» **Exercise prompt**: Repeat each line exactly as it is written.

──────────

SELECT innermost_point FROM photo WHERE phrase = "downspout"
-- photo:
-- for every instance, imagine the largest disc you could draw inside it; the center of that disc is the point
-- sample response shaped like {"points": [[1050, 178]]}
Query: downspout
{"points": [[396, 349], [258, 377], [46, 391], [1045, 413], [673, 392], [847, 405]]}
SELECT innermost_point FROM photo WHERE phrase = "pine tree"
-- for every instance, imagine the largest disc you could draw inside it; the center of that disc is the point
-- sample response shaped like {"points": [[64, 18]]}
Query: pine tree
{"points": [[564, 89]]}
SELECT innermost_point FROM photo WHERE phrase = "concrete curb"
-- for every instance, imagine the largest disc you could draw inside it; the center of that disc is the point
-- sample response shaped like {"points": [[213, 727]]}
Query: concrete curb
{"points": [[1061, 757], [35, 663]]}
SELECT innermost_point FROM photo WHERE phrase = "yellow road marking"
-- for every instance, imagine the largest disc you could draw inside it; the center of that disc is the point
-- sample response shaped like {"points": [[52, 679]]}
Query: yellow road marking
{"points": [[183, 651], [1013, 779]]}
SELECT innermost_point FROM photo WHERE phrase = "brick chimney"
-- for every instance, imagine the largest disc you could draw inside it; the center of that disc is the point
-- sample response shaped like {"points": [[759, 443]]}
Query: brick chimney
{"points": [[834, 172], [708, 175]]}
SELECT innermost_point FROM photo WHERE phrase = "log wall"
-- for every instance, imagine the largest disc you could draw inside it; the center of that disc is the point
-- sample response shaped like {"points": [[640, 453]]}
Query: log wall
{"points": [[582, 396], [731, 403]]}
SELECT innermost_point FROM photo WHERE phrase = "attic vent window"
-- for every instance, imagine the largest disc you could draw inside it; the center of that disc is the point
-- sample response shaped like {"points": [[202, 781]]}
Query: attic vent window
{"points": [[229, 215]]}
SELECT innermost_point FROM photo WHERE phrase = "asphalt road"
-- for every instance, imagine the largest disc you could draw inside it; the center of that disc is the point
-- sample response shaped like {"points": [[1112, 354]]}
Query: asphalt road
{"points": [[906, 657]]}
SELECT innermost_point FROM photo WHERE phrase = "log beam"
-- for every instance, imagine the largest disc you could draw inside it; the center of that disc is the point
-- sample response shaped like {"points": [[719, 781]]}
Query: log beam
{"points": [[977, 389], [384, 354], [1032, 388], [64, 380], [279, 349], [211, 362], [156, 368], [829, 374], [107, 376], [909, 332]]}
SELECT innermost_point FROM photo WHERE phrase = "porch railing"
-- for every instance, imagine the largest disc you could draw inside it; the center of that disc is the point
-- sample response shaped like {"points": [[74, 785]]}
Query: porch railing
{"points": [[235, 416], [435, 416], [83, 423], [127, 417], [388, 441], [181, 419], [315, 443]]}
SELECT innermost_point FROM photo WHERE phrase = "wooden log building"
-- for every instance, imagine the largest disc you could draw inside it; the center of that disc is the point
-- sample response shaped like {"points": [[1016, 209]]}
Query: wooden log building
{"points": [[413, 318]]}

──────────

» **Exercise answer**:
SELECT innermost_point FROM photo WHERE phrase = "downspout"
-- photo:
-- for every instance, imagine the largest disc you could draw inside it; the center of that disc is the point
-- sample response shaped like {"points": [[1050, 178]]}
Query: downspout
{"points": [[396, 349], [258, 377], [46, 391], [1045, 413], [673, 392], [847, 405]]}
SELECT innermost_point FROM photo WHERE phrase = "pine tree"
-- for every instance, imagine the largest disc you could draw inside it; the center of that disc is the point
-- sample response shaped like {"points": [[64, 18]]}
Query: pine tree
{"points": [[564, 89]]}
SELECT innermost_point FROM photo WHERE phrase = "concrete curb"
-- for every instance, imagine the largest disc you could draw inside it; the center of that disc is the point
-- sample response shaped like {"points": [[213, 727]]}
Query: concrete curb
{"points": [[1061, 757], [35, 663]]}
SELECT innermost_point FROM photo WHERE phrase = "yellow road marking"
-- for every instance, imagine the largest disc you could draw inside it; the center of that disc is the point
-- sample response shaped like {"points": [[52, 679]]}
Query: yellow road marking
{"points": [[183, 651], [1013, 779]]}
SELECT innermost_point FROM photo WHERE phrase = "brick chimney"
-- for every instance, imagine the largest disc you could draw inside it; the center of that disc is the point
-- sample response shaped like {"points": [[759, 443]]}
Query: brick chimney
{"points": [[834, 172], [708, 175]]}
SELECT innermost_point FROM photo WHERE phrase = "log wall"
-- for every instance, imagine the largest disc you could draw inside it; the center of that disc is the point
-- sample response shaped like {"points": [[640, 453]]}
Query: log wall
{"points": [[582, 396], [731, 403]]}
SELECT innermost_point FROM photo WHERE phrase = "attic vent window"
-- for every instance, imagine the largest disc you could draw inside it; the center of that disc is the point
-- sample response shaped like {"points": [[202, 781]]}
Query: attic vent window
{"points": [[229, 215]]}
SELECT innermost_point FROM photo WHERE phrase = "asphalt road"
-- for every instance, imagine the largest disc you could draw inside it; the center of that disc is the point
-- sample response shaped like {"points": [[1112, 354]]}
Query: asphalt road
{"points": [[906, 657]]}
SELECT innermost_point FROM photo WHERE phrase = "log beam"
-- for every instance, imagine the largest disc you could draw inside it; the center of that disc is the point
-- sample response shaped like {"points": [[719, 781]]}
Query: log beam
{"points": [[977, 389], [384, 354], [1032, 388], [64, 380], [279, 349], [211, 362], [156, 368], [829, 374], [107, 376], [909, 332]]}
SELECT innermost_point FROM photo WHERE phrase = "porch railing"
-- for every instance, imagine the largest disc you could draw inside it; the center of that disc is the point
-- sample response shaped like {"points": [[74, 785]]}
Query: porch railing
{"points": [[235, 416], [435, 416], [83, 423], [127, 417], [388, 441], [181, 419], [315, 443]]}
SELECT innermost_point FROM photo WHERE phrase = "wooden log building"
-- for every instance, imagine the largest disc you could draw inside it; the center of that disc is the point
-- sample response shaped like {"points": [[1016, 209]]}
Query: wooden log building
{"points": [[413, 318]]}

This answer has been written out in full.